Goals:
1 - Answer these from the walking-shoes text:
(a) According to studies, what does being out among greenery, trees and plants do?
(b) What do podiatrists name as the most common problem caused by poor footwear?
(c) What can you do to check whether walking shoes are the right fit?
2 - Rewrite the stretch from "Walking for fitness" through "studies have shown." in the walking-shoes text, swapping "greenery" for "parkland".

Source excerpt:
--
Walking With The Best Type Of Shoes

Walking for fitness and health and well being

 

Walking is one of the best forms of activity you can do for your mental and physical health. Being out among greenery, trees and plants reduces stress levels and improves mood, studies have shown.

 

Physically, joints and muscles get strengthened as well as the benefit of improved cardiovascular – heart and lung- health.

 

However, wearing the right type of footwear during your walks is important. We have become increasingly demanding of what our shoes should provide for us.

 

Now, it’s not only comfort, but support to reduce injuries, waterproofing to keep our feet dry, a lighter weight for improved performance and that they look smart and with the latest fashion. No wonder we sometimes struggle to find the best shoes for our feet.

 

As podiatrists we see foot problems brought on by poor footwear daily. The most common problem is a shoe/boot that is too narrow. Taking the insole out of your walking shoes and standing on them will tell you if they are the right fit or not.
--
Data section:
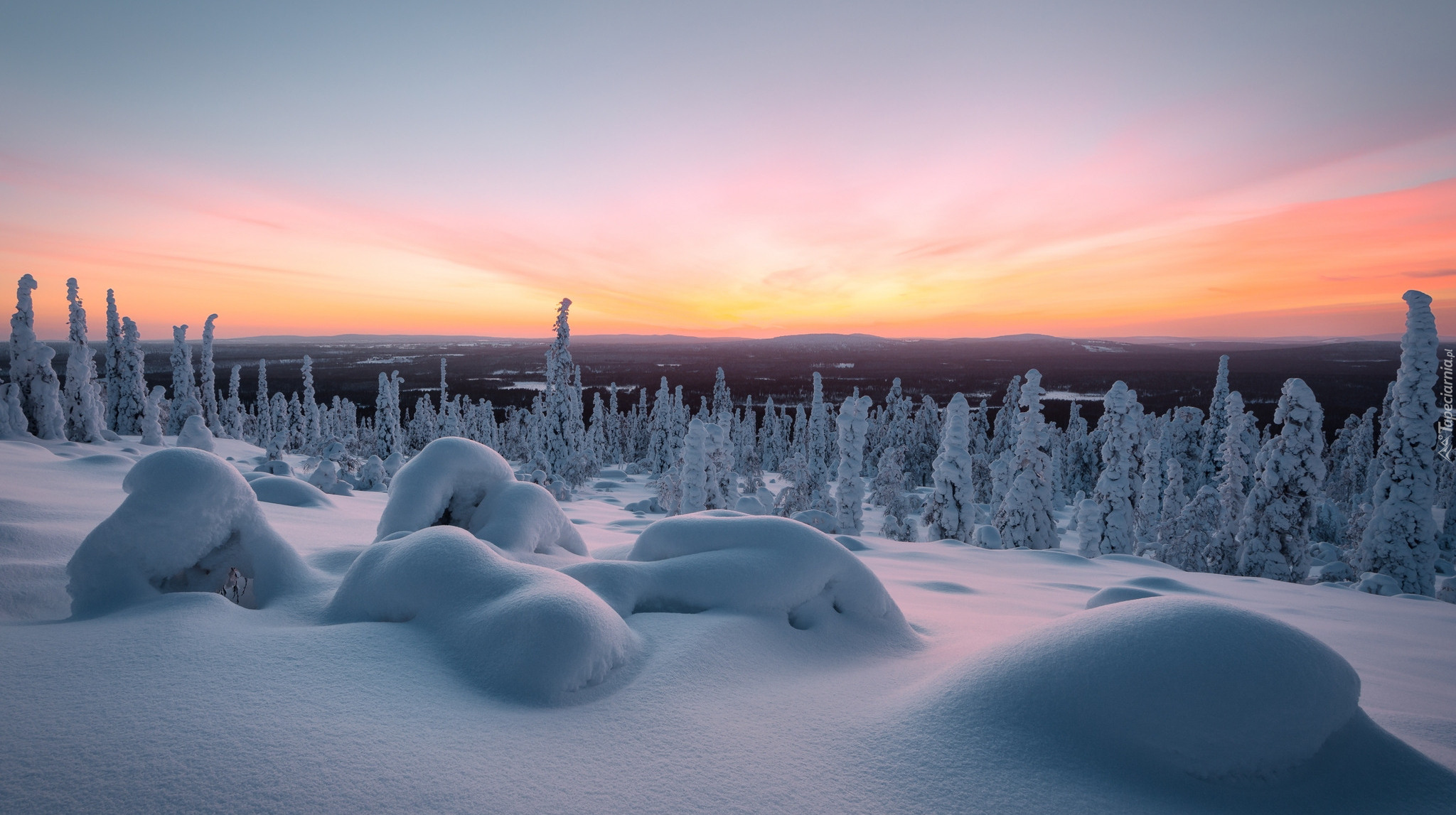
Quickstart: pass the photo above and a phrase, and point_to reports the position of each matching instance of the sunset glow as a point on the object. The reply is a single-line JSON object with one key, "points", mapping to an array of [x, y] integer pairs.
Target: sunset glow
{"points": [[928, 191]]}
--
Outputs:
1 -
(a) It reduces stress levels and improves mood.
(b) A shoe/boot that is too narrow.
(c) Take the insole out of the shoes and stand on it.

2 -
Walking for fitness and health and well being

 

Walking is one of the best forms of activity you can do for your mental and physical health. Being out among parkland, trees and plants reduces stress levels and improves mood, studies have shown.